— begin —

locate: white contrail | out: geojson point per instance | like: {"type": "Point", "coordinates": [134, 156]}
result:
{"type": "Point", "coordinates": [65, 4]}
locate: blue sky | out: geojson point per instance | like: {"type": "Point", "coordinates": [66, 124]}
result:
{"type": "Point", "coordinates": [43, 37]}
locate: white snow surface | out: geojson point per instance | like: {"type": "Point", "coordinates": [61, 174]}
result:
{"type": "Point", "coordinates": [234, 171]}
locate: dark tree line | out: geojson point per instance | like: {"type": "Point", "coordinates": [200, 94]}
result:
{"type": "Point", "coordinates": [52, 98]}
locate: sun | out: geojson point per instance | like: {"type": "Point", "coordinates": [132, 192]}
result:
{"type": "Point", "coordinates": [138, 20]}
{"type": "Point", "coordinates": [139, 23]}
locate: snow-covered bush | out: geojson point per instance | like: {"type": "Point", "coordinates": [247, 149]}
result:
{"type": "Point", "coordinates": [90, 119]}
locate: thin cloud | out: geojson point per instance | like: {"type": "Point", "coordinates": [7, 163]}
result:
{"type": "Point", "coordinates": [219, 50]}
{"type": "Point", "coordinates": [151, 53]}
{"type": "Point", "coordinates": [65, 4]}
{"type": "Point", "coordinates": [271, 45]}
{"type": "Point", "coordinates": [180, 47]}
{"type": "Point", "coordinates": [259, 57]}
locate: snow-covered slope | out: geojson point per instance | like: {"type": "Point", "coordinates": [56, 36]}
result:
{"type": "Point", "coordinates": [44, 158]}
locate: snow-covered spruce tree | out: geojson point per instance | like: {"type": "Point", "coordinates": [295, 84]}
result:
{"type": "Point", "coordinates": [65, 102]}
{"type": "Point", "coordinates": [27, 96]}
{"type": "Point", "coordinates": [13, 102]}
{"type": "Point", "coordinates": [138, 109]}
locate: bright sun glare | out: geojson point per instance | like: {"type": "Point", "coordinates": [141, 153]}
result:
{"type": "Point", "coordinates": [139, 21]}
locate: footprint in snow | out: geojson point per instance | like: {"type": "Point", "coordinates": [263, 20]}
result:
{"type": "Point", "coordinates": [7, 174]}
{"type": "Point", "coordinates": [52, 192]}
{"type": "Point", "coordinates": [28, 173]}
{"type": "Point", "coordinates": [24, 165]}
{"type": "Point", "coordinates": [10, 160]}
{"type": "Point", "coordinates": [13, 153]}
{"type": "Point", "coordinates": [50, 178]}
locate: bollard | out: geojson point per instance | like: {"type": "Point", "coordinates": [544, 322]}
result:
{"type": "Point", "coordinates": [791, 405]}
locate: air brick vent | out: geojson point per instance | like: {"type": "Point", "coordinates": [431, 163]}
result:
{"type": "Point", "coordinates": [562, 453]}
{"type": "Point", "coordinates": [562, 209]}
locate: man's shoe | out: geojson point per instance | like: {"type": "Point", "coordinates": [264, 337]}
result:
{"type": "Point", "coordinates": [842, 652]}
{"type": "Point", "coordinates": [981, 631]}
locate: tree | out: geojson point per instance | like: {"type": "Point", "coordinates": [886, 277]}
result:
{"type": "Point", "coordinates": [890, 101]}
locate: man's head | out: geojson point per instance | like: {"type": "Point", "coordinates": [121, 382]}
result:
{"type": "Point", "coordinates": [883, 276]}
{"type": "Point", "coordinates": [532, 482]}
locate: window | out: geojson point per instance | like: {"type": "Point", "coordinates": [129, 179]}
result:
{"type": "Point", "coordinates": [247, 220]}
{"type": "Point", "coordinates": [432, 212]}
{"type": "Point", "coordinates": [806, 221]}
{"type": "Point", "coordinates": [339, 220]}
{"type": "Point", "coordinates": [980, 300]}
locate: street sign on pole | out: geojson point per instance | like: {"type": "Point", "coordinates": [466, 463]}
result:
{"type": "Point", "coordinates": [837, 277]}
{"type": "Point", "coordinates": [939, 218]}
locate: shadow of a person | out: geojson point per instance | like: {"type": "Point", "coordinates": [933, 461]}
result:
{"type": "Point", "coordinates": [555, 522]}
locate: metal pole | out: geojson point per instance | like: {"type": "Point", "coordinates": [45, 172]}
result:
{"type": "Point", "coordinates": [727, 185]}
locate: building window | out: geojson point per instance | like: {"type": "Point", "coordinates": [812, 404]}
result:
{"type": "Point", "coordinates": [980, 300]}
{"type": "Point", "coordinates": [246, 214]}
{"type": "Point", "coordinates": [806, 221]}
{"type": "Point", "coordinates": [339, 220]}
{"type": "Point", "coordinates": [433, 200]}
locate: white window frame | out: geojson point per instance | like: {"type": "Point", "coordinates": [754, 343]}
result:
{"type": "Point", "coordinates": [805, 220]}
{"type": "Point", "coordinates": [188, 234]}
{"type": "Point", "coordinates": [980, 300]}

— end —

▸ Task description: Reproduce the records from the line containing "locate: metal pole" through the end of the records, inclusive, with the requests kept in place. Scale every coordinate in the answers by 1.5 and round each to a whole number, halves rounding up, while leaving the requests and their format samples unchanged.

▸ Complete output:
locate: metal pole | out: geojson point per instance | like: {"type": "Point", "coordinates": [45, 172]}
result:
{"type": "Point", "coordinates": [1091, 278]}
locate: building window | out: geojson point per instance | like: {"type": "Point", "coordinates": [812, 404]}
result:
{"type": "Point", "coordinates": [1470, 450]}
{"type": "Point", "coordinates": [369, 321]}
{"type": "Point", "coordinates": [1209, 332]}
{"type": "Point", "coordinates": [509, 330]}
{"type": "Point", "coordinates": [650, 300]}
locate: white window frame | out: geojson point per instance | like: {"type": "Point", "coordinates": [754, 343]}
result:
{"type": "Point", "coordinates": [1208, 330]}
{"type": "Point", "coordinates": [282, 351]}
{"type": "Point", "coordinates": [1470, 450]}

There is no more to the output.